Il tuo compito
Conta quante righe dei dati contengono la stringa "grey", distinguendo tra maiuscole e minuscole. Scrivi solo il numero.

Dati di lavoro
#####

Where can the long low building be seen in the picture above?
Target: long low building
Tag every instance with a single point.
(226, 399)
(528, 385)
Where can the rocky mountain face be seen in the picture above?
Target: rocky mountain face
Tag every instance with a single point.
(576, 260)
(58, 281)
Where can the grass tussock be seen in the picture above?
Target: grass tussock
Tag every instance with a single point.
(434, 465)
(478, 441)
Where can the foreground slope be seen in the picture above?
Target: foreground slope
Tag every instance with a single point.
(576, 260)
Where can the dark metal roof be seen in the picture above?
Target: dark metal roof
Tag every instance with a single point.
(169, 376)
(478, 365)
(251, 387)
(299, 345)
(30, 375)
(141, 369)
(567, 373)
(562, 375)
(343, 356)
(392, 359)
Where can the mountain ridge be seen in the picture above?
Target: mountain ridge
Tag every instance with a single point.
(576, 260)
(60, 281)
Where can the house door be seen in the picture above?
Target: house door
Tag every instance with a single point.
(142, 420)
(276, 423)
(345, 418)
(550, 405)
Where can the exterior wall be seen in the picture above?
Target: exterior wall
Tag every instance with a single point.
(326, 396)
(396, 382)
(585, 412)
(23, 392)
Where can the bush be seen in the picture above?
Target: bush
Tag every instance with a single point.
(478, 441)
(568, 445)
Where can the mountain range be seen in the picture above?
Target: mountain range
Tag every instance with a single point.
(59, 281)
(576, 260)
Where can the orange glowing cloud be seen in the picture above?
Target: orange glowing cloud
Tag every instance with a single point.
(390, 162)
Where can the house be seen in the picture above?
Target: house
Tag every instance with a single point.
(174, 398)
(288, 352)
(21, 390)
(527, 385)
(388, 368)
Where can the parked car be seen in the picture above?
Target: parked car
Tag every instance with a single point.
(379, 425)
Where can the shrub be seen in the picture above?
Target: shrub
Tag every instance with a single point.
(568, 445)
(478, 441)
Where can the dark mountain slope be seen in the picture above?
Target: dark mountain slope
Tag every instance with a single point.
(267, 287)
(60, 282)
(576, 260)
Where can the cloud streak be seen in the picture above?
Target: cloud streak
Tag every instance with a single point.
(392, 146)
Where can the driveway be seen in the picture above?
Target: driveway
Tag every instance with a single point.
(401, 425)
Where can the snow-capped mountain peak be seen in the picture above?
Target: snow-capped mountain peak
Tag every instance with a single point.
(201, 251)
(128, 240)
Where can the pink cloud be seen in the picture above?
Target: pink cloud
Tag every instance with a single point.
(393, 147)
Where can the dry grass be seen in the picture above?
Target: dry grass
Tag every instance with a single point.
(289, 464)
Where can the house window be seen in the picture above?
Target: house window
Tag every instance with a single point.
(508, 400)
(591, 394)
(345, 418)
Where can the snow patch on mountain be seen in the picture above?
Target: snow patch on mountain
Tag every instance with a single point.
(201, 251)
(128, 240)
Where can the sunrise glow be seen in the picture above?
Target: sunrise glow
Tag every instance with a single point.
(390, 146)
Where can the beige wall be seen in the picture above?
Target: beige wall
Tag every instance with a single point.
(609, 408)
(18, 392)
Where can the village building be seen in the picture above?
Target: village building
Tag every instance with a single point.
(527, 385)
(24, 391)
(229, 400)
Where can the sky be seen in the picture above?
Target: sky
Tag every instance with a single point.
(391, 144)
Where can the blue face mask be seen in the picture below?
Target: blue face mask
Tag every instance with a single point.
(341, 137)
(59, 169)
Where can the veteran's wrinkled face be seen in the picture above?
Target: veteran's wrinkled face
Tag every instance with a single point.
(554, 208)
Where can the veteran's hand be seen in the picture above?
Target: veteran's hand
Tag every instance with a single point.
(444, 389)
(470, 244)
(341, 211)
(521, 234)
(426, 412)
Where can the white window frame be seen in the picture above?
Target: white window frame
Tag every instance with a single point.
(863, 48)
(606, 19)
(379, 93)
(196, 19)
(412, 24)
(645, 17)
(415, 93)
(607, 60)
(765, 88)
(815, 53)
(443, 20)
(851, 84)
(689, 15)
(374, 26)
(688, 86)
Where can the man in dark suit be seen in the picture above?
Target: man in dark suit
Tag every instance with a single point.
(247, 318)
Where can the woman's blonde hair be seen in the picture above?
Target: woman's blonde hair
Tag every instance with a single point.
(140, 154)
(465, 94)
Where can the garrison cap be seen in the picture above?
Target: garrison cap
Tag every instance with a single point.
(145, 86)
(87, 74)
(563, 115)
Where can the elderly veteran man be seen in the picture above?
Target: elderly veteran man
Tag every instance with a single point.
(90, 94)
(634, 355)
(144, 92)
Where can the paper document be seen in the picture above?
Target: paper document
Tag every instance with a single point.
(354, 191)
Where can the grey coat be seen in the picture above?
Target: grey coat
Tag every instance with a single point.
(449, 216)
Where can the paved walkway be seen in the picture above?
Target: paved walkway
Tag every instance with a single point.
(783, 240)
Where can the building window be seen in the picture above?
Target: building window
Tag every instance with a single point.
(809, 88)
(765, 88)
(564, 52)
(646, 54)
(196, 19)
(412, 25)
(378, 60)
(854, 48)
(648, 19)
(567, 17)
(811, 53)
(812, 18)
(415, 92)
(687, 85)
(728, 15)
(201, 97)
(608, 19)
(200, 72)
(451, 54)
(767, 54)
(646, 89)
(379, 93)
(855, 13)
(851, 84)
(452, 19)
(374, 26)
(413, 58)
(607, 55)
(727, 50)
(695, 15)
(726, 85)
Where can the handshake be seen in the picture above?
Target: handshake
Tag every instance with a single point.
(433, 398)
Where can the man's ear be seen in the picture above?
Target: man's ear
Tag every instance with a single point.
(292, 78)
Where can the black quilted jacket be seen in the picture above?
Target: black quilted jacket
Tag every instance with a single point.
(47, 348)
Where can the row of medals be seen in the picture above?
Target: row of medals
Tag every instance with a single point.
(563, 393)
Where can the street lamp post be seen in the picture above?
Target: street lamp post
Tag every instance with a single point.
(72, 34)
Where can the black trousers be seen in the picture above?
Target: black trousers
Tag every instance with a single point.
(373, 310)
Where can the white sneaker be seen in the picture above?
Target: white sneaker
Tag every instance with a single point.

#####

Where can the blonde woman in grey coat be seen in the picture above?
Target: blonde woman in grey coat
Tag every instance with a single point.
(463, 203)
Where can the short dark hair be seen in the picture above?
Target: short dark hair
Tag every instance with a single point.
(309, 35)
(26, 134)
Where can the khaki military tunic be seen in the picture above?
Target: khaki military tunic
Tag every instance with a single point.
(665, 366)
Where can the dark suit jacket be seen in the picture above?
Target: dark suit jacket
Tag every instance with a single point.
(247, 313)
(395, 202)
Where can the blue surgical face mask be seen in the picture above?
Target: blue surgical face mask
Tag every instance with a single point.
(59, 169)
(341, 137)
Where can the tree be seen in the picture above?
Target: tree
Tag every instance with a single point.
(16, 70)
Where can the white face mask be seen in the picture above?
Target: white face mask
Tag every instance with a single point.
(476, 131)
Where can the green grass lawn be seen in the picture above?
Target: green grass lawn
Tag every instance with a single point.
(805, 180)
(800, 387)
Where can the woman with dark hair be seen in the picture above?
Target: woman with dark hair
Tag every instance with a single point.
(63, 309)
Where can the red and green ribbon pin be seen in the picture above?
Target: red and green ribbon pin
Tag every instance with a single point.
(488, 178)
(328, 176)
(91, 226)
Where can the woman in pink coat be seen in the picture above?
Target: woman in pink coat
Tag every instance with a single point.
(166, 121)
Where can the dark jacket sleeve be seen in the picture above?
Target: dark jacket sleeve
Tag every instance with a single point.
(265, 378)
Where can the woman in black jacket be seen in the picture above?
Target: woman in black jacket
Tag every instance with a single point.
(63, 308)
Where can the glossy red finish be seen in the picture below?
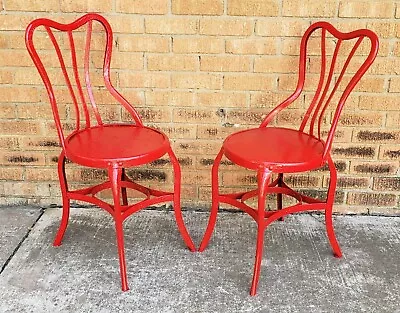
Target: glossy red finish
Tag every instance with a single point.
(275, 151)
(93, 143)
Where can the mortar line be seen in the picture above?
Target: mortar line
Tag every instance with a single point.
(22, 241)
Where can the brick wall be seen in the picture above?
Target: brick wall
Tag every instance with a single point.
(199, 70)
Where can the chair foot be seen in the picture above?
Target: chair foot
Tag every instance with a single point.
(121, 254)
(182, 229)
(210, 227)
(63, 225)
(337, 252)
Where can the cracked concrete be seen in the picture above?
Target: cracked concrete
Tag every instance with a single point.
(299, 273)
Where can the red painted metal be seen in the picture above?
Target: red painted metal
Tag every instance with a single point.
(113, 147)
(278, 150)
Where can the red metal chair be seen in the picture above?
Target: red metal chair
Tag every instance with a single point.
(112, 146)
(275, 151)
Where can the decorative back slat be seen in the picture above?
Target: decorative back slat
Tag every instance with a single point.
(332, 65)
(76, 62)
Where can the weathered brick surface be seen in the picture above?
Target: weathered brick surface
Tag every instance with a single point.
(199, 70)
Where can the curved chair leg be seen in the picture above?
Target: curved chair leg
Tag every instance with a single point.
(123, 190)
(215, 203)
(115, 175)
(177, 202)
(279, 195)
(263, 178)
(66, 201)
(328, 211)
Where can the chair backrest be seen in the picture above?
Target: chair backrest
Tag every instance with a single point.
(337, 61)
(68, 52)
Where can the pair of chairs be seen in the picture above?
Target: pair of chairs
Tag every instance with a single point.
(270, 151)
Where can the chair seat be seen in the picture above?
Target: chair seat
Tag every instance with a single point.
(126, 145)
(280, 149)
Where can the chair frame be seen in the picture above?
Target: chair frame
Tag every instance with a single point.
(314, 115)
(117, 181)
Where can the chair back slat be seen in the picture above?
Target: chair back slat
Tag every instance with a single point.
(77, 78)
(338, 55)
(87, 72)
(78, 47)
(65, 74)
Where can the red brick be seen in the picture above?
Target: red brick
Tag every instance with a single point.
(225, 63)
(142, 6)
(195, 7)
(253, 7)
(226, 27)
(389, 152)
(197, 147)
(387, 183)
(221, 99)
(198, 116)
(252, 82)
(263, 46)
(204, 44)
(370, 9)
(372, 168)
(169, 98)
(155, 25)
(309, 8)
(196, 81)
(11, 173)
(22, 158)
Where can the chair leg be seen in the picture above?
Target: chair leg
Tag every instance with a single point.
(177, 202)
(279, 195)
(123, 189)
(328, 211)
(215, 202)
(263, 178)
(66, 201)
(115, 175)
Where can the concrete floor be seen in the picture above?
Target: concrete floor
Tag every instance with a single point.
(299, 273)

#####

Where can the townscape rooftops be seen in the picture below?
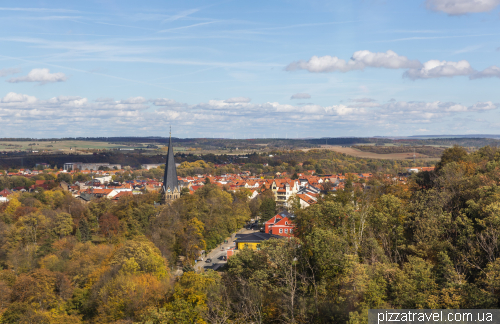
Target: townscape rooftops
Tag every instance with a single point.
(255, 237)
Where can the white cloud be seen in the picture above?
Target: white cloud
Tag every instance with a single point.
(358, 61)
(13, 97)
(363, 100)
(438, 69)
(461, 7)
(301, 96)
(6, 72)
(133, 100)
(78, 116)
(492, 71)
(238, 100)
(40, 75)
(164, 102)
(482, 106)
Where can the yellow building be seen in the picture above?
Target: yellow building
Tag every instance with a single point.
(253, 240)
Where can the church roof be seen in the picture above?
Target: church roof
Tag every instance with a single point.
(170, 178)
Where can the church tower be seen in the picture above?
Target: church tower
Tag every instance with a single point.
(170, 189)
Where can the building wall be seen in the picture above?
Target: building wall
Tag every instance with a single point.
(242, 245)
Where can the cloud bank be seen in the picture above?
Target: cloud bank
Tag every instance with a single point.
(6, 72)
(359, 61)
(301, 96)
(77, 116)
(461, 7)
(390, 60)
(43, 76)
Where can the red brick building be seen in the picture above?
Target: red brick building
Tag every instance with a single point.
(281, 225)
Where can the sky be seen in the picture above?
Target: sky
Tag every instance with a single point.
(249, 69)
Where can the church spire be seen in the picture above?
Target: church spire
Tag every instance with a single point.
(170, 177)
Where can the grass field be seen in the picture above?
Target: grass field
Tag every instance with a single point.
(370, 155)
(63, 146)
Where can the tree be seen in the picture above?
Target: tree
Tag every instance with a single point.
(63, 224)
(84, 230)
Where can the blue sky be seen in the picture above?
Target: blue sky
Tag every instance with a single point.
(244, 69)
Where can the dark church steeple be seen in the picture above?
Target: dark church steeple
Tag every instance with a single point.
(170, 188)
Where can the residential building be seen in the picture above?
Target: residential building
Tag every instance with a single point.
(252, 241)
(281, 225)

#####

Soluzione
4